GOAL: Copy the entries below, swapping every "marker" for "pin" and leaving the rest unchanged.

RECORDS FOR THE EXERCISE:
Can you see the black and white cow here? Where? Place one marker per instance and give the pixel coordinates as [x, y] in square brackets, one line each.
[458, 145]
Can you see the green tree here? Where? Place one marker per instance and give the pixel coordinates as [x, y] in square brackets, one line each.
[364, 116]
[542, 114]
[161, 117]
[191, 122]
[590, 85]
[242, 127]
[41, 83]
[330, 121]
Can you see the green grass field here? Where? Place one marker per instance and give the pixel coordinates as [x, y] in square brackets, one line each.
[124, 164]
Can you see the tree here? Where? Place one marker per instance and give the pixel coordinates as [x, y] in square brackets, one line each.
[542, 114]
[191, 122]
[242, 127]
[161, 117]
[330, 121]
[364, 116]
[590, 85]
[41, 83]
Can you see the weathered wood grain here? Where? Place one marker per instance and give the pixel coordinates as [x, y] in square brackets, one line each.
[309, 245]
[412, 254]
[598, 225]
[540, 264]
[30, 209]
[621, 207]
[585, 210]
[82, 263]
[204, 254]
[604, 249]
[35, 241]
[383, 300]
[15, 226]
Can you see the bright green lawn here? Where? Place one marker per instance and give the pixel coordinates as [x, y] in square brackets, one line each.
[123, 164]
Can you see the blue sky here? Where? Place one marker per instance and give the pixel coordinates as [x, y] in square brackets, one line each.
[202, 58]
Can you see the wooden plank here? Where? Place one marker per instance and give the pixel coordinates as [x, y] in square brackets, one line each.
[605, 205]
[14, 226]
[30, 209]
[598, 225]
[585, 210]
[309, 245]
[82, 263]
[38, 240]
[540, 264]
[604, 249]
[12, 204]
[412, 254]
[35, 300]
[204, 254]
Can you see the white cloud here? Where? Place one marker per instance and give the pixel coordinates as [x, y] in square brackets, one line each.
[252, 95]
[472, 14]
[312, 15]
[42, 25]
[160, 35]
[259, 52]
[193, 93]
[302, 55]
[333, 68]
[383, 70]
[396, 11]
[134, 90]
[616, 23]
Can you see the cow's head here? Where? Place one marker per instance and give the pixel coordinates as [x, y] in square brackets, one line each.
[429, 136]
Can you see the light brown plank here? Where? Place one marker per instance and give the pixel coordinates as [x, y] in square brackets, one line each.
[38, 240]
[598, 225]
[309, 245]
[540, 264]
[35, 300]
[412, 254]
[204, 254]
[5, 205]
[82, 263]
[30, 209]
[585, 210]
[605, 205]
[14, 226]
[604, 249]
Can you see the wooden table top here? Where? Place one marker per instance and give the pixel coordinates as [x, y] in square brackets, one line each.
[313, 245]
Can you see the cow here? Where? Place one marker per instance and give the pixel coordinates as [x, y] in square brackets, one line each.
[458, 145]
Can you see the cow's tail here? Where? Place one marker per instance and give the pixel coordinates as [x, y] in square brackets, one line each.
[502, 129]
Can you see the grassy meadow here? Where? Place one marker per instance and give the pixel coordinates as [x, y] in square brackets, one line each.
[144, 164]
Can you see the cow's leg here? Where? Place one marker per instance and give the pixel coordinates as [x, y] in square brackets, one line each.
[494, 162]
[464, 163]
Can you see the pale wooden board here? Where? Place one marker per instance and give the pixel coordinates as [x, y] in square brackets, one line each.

RESPONSE:
Can you see the black and white cow here? Where? Place one pin per instance and give the pixel coordinates as [x, y] in square brackets, one line each.
[458, 145]
Can you see the green tree here? Where? Place one pin per instance and give the pixel coordinates as [x, y] in square brackets, one line each.
[364, 116]
[542, 114]
[161, 117]
[191, 122]
[590, 85]
[242, 127]
[41, 83]
[330, 121]
Can you see the green grass field here? Where? Place one pin per instance and give the pixel coordinates as [x, y] in square brackets, one line each.
[124, 164]
Can you see the tree here? Where? Place one pin per instance and give the pixel coordinates as [x, y] in square brackets, one line each.
[542, 114]
[191, 122]
[242, 127]
[161, 117]
[330, 121]
[364, 116]
[590, 85]
[41, 83]
Can you see the weathered wood grain here? Where? Place one pin per instance and give the pixel coordinates as [x, y] in square brackets, one line each.
[309, 245]
[412, 254]
[598, 225]
[540, 264]
[30, 209]
[621, 207]
[585, 210]
[82, 263]
[204, 254]
[604, 249]
[35, 241]
[383, 300]
[15, 226]
Can you see the bright green lawn here? Where? Place one pin per instance and give the pixel coordinates as [x, y] in square brackets, one line each.
[123, 164]
Can you see the blue sky here? Where? Place one pin per instance and give the pixel coordinates as [x, y] in square brackets, one line each.
[202, 58]
Can you see the wooden plank here? Where? Place one pin per instance and give the pixel coordinates as [x, y] in square brackets, one line each.
[605, 205]
[14, 226]
[30, 209]
[598, 225]
[585, 210]
[309, 245]
[82, 263]
[38, 240]
[540, 264]
[604, 249]
[12, 204]
[412, 254]
[35, 300]
[204, 254]
Can you see the white cloud here? Where? Place one pin per instance and give the pixel coordinates as [x, y] in square brackets, one line each.
[252, 95]
[472, 14]
[312, 15]
[42, 25]
[160, 35]
[259, 52]
[193, 93]
[302, 55]
[333, 68]
[383, 70]
[396, 11]
[134, 90]
[616, 23]
Can you see the cow's head here? Where? Place one pin per instance and give the pixel coordinates as [x, y] in square brackets, one line each.
[429, 136]
Can you see the light brown plank here? Where? Place one pin per instance and give the pixel coordinates as [x, y] in square brackets, one line each.
[38, 240]
[598, 225]
[309, 245]
[540, 264]
[35, 300]
[412, 254]
[204, 254]
[5, 205]
[82, 263]
[30, 209]
[585, 210]
[605, 205]
[14, 226]
[604, 249]
Can you see the wooden table top here? Where? Place one pin per instance and give the pixel coordinates as [x, y] in square brackets, one line each.
[313, 245]
Can you see the cow here? Where? Place one pin per instance and give the pixel coordinates as [x, y] in square brackets, one line each.
[458, 145]
Can you see the cow's tail here? Where? Place one pin per instance and give the pixel coordinates as [x, y] in square brackets, one line each.
[502, 129]
Can you see the grassy meadow here? Where? Place one pin per instance and give the pixel coordinates as [x, y] in square brackets, one line each.
[144, 164]
Can you see the cow's leg here? Where? Place one pin per instance and give the pixel coordinates as [x, y] in square brackets, one line each.
[494, 162]
[464, 163]
Can you see the pale wooden board here? Where? Place one pin per instance and give the pixel coordinates as [x, y] in square brackets, one line each.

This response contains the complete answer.